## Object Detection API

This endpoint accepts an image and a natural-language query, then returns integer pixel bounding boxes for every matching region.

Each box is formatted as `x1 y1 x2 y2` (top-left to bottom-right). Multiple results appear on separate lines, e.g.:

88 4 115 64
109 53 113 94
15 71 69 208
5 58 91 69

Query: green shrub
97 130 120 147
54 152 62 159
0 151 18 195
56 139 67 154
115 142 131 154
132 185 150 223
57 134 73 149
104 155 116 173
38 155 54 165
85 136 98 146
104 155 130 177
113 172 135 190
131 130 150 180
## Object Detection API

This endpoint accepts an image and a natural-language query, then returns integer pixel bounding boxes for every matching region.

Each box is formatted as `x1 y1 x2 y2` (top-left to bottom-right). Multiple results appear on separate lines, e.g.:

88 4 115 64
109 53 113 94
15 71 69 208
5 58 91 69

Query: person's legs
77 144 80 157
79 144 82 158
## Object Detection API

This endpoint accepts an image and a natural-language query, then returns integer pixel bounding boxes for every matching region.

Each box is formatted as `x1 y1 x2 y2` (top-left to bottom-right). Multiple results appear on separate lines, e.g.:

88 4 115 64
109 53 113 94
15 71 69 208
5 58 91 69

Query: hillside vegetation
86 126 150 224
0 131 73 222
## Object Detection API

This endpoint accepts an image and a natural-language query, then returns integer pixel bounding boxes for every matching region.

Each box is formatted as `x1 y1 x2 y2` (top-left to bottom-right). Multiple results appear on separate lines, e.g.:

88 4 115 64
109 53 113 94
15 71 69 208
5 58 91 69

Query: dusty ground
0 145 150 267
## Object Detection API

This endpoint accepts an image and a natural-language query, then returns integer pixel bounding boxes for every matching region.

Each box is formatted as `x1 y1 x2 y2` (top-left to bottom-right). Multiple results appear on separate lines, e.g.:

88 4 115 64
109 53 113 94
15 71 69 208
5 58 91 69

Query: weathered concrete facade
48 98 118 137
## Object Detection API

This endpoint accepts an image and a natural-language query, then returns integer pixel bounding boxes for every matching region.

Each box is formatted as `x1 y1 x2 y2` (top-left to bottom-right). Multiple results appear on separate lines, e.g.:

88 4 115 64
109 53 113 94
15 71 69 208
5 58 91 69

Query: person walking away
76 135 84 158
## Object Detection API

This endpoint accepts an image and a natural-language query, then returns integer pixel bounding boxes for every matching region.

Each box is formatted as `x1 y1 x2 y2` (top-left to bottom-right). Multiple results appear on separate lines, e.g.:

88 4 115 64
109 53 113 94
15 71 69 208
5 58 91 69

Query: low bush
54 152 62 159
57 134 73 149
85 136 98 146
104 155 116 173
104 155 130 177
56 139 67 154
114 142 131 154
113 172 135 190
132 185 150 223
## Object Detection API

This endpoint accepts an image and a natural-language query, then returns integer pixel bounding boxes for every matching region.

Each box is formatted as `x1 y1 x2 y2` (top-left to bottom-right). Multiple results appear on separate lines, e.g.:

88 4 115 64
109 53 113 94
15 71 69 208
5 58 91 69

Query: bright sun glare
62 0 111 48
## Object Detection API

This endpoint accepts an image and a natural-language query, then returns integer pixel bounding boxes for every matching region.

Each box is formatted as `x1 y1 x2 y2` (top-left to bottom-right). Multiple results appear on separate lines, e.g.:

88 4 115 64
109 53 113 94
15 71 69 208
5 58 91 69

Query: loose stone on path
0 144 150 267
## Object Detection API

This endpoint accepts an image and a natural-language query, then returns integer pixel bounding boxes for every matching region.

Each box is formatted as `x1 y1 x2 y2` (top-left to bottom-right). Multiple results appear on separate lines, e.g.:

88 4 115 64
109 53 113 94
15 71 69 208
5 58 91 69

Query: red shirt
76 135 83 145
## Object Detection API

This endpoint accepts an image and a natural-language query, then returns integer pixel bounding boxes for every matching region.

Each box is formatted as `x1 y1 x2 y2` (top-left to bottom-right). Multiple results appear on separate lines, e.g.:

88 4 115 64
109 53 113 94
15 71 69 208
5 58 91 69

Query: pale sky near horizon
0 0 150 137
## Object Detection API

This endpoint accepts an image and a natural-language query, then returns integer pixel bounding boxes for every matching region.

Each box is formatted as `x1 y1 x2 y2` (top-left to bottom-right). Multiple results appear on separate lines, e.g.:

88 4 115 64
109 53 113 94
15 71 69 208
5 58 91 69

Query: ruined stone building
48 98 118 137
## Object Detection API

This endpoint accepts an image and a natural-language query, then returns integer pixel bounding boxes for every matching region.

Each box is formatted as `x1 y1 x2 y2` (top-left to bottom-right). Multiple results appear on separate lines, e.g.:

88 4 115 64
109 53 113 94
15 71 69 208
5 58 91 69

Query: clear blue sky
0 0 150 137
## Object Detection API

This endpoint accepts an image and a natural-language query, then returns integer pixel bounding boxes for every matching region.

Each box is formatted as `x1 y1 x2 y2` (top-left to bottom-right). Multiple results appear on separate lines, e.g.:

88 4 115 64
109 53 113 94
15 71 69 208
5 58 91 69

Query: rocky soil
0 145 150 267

□ □ □ □ □ □ □

Task requirements:
Can you write out the records again, request text included, from the start up to and including the line with "131 130 150 180", and offset every bounding-box coordinate in the answers by -39?

The answer:
## Object Detection API

This endpoint accepts an image and a natural-language query, then returns integer pixel bounding boxes for every matching region.

Each box is formatted as `x1 y1 x2 y2` (top-left to bottom-right). Multiple results appear on separate lines, e.g.:

88 4 115 64
109 53 113 94
15 71 69 208
5 58 91 69

Query: green shrub
58 91 81 108
15 113 23 120
-39 112 -21 156
17 100 28 115
76 103 92 115
93 146 111 184
18 95 34 110
65 116 77 134
-1 116 15 126
46 97 59 107
65 116 91 138
74 133 96 151
92 91 111 141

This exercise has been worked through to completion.